He has been academically involved with China for over 50 years. He has recently published Social Disciplining and Civilising Processes in China: The Politics of Morality and the Morality of Politics (2023), Weapons of the Rich: Strategic Behaviour and Collective Action of Private Entrepreneurs in Contemporary China (2020). His recent projects include Political Representative Claims (2016-2020) and Local Governance in China (2009-2016).
Interview with Professor Thomas Heberer – Ethnological Approach to China Politics, Society and Modernisation
On Friday 30th June 2023, the Centre for Political Thought hosted Professor Thomas Heberer for a remotely conducted interview. We spoke to Thomas about his two-pronged methodology that he defines as his being an “ethnological spy in political science,” whereby ethnology and political science come together. Given his methodological attention to the essential interaction between political-institutional structures and the people that sustain these, we discussed with him the Chinese state’s evolution into what he calls a “developmental state,” oriented towards modernisation, and deploying mechanisms to socially discipline and civilise its people to this end. We parsed Thomas’ sense of the term ‘development’ in which he discerns not only an economic but also a ‘moral’ aspect. This is realised by the ideological education of citizens in a distinct subsumption of Confucian thought into modernising/development discourses. On the material side and especially concerning his examination of the role of various strategic groups (entrepreneurs, farmers, ethnic minorities, etc.) in the process of China’s modernisation, we explored with Thomas the Chinese state’s change in posture towards and instrumentalization of, private entrepreneurs towards its modernisation and developmental goals. Finally, we asked Thomas’ insight into the apparent contradictory reconciliation of the Chinese state’s ‘socialist identity,’ and its formidable market economy, and culture of consumerism.

Goal A:
Copy out the rows again, everything from the line containing "Query: gpi orange logo" down to the end of the rows, with both of those lines included.

Data supplied:

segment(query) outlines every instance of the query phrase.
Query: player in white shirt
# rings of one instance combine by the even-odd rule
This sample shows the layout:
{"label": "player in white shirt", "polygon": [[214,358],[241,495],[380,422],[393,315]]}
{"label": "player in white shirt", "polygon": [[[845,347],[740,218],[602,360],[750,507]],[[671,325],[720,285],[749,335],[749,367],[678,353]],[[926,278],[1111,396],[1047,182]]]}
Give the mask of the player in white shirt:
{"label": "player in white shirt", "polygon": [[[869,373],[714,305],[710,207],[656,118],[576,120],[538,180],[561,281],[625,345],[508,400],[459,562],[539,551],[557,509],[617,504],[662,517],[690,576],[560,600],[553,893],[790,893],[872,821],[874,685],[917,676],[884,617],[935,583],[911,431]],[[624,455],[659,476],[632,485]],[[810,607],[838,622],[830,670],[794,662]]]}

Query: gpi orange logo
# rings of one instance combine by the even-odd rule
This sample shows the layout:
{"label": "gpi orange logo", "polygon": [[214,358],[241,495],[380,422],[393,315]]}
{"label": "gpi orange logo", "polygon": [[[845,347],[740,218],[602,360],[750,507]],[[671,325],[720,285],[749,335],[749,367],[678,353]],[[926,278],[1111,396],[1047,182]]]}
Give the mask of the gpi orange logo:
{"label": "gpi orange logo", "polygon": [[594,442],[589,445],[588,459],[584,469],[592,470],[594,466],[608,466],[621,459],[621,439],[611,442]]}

Goal B:
Answer these questions from the page excerpt:
(i) For how many years has he been academically involved with China?
(ii) On what date did the Centre for Political Thought host the interview?
(iii) During which years did the Local Governance in China project run?

Exercise result A:
Query: gpi orange logo
# rings of one instance combine by the even-odd rule
This sample shows the layout:
{"label": "gpi orange logo", "polygon": [[214,358],[241,495],[380,422],[393,315]]}
{"label": "gpi orange logo", "polygon": [[[845,347],[740,218],[602,360],[750,507]],[[671,325],[720,285],[749,335],[749,367],[678,353]],[[926,278],[1111,396],[1047,182]]]}
Give the mask of the gpi orange logo:
{"label": "gpi orange logo", "polygon": [[594,442],[589,445],[588,459],[584,469],[592,470],[594,466],[608,466],[621,459],[621,439],[611,442]]}

Exercise result B:
(i) Over 50 years.
(ii) Friday 30th June 2023.
(iii) 2009-2016.